**What you have to do:** Would you please output, word for word, the span of the listing below that opens on the line containing "Teacher note: locate the short" and closes on the line containing "Teacher note: locate the man's raised"? Include both ends and nothing more.

**Provided records:**
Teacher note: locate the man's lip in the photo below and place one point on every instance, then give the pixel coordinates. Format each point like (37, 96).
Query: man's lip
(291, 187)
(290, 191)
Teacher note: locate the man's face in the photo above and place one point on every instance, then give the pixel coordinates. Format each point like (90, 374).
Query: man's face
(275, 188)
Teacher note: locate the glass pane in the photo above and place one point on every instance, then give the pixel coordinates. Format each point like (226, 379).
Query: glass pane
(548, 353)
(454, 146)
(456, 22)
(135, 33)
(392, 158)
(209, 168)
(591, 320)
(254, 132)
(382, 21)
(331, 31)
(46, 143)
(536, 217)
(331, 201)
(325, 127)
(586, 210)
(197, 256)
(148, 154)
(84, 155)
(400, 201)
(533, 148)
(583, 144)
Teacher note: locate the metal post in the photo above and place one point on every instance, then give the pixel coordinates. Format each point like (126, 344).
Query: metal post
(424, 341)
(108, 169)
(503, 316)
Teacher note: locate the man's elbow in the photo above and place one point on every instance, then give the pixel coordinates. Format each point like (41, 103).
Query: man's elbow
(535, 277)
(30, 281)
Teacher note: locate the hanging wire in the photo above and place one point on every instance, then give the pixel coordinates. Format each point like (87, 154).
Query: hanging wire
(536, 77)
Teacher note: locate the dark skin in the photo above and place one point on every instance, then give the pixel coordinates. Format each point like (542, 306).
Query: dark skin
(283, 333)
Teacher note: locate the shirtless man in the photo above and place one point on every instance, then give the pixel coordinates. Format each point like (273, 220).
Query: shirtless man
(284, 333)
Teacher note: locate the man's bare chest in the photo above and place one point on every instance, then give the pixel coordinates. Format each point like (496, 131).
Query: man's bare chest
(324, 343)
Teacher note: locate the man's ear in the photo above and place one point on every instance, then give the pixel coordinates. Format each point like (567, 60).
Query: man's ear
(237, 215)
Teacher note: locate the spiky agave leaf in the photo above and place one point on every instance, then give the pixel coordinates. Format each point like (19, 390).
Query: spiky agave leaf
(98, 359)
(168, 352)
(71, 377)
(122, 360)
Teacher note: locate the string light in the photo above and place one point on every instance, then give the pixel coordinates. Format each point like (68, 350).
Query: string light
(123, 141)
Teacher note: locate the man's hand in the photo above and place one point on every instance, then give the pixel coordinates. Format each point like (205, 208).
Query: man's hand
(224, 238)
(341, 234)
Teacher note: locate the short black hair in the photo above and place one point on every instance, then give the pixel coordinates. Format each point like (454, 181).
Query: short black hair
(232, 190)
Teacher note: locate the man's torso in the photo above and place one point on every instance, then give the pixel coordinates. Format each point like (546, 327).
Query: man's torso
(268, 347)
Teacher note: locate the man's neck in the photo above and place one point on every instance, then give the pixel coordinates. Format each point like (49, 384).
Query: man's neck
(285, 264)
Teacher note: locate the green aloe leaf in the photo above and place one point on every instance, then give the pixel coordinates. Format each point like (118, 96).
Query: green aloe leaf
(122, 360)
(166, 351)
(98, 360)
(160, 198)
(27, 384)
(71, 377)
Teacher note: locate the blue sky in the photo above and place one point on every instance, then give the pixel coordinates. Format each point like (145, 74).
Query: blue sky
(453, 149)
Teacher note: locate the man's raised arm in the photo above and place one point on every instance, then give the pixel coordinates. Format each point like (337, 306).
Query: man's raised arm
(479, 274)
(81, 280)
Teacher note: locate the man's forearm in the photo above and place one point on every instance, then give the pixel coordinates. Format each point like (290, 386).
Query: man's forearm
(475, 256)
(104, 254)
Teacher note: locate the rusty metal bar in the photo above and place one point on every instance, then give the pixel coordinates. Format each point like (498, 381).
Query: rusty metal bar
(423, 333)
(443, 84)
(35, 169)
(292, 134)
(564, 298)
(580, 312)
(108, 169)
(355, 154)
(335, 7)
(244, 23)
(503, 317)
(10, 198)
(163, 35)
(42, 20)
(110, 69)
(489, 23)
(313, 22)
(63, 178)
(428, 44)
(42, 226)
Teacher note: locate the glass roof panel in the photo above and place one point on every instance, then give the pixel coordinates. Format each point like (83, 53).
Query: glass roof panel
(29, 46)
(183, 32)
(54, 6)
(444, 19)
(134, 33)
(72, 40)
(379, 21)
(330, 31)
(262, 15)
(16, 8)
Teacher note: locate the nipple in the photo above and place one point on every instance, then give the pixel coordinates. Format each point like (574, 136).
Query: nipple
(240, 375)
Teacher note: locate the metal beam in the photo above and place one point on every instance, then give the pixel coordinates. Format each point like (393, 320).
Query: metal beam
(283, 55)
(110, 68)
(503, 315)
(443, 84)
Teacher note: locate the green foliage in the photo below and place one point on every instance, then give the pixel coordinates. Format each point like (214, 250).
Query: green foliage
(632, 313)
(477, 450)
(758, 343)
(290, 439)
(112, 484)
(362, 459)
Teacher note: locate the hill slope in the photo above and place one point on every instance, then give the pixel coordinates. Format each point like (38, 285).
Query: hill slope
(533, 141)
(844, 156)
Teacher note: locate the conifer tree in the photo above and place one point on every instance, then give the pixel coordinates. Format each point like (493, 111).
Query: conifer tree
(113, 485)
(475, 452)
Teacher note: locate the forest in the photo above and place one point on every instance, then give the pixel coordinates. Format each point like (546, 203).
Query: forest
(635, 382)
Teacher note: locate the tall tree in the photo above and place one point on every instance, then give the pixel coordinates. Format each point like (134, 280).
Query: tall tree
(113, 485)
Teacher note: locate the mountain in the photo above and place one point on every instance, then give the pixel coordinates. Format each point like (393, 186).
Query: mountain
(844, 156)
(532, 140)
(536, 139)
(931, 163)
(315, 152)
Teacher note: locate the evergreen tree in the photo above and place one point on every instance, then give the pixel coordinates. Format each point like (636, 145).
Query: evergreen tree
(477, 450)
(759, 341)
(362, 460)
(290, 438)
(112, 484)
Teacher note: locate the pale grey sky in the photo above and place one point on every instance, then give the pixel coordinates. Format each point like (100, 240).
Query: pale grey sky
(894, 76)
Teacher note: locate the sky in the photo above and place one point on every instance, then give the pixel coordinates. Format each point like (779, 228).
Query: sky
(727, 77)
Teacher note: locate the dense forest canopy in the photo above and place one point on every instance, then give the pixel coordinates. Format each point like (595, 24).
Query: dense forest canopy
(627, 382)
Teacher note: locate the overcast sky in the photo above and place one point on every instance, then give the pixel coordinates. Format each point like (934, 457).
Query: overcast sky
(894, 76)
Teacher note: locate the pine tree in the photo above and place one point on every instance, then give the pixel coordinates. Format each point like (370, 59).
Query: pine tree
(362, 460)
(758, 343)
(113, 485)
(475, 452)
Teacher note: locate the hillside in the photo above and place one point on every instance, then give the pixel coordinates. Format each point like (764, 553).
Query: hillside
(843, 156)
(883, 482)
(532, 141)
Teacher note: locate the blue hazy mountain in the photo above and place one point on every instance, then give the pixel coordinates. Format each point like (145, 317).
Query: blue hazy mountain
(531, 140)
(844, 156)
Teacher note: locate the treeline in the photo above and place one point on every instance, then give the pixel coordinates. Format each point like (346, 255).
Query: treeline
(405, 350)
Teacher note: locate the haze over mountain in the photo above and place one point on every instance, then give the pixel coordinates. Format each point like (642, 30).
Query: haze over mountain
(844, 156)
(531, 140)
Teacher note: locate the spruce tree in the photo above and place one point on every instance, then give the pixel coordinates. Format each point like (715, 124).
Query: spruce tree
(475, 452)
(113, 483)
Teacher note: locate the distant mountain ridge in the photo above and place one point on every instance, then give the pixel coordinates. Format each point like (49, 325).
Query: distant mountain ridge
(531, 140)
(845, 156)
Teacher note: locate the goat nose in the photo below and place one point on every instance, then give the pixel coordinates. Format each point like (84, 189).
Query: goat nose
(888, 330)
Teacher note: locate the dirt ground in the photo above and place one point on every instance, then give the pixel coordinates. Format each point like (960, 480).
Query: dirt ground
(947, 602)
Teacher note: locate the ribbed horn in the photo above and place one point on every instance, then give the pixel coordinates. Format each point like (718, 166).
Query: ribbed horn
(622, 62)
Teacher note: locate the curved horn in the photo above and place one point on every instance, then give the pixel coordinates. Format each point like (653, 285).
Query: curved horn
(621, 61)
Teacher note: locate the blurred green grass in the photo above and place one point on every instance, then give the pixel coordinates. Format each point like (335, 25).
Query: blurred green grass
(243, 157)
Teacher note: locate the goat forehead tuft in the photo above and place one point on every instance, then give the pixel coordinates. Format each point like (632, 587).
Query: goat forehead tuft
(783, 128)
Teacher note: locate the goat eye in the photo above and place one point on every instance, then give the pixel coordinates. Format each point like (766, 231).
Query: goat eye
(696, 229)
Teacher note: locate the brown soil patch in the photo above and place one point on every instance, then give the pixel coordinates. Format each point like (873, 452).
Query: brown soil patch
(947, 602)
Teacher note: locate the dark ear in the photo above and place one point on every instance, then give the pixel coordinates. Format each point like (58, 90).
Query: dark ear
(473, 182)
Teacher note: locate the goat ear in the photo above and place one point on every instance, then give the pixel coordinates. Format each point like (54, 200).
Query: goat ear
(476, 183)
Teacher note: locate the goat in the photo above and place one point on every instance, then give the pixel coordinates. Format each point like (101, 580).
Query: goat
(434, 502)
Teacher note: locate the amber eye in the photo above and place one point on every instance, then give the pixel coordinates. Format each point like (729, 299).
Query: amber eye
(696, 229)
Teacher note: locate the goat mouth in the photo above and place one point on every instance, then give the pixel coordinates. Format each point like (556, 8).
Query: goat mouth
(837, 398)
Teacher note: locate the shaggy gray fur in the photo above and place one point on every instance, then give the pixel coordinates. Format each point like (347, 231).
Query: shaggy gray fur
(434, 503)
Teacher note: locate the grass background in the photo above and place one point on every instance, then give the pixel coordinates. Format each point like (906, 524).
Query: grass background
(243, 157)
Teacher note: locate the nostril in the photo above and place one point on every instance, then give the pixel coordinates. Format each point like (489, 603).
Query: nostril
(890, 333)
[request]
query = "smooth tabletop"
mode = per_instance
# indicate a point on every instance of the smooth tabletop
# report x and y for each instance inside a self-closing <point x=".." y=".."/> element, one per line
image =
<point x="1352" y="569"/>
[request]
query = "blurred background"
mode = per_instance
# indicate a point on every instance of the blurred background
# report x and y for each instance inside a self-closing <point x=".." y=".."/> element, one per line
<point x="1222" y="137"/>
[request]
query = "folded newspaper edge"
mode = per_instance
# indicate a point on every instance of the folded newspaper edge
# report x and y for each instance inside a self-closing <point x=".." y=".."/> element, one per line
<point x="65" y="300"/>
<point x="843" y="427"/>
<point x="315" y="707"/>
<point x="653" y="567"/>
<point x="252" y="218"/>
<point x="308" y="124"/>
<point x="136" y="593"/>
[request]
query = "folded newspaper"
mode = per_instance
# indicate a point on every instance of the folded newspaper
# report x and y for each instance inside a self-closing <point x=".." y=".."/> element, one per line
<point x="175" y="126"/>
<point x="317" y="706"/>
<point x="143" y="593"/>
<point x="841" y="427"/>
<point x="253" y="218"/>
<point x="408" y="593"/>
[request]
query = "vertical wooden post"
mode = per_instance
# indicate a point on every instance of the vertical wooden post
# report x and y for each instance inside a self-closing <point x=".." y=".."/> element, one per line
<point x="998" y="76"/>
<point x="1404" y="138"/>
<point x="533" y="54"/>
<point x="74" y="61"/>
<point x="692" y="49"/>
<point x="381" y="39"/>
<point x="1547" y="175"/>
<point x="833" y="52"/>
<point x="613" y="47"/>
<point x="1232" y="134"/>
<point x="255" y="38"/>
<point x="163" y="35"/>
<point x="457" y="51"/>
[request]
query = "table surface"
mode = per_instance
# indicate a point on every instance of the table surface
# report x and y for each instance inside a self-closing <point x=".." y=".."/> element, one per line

**The completed task:**
Teacher note: locate the short black hair in the photo above and place one point on every instance, then give the pixel coordinates. Format each point like (454, 181).
Query: short black hair
(232, 190)
Teacher note: locate the man's torso in the photo above and place one point on every instance, then give the pixel coordinates. Format each point like (546, 327).
Query: man's torso
(268, 347)
Teacher note: locate the man's neck in the photo above and place one point on every instance, then give the pixel coordinates. Format each point like (49, 384).
Query: man's neck
(285, 264)
Teacher note: locate the green aloe leaf in the photo above and place one point on every instance, then give the pixel coordinates. Format each point like (118, 96).
Query: green aloe leaf
(122, 360)
(166, 351)
(98, 360)
(160, 198)
(27, 384)
(71, 377)
Teacher note: locate the blue sky in the photo above and place one point on every instance, then give the pixel coordinates. Format each point like (145, 74).
Query: blue sky
(453, 149)
Teacher note: locate the man's raised arm in the photo above and place one point on every instance, then give the pixel coordinates. Format each point like (337, 306).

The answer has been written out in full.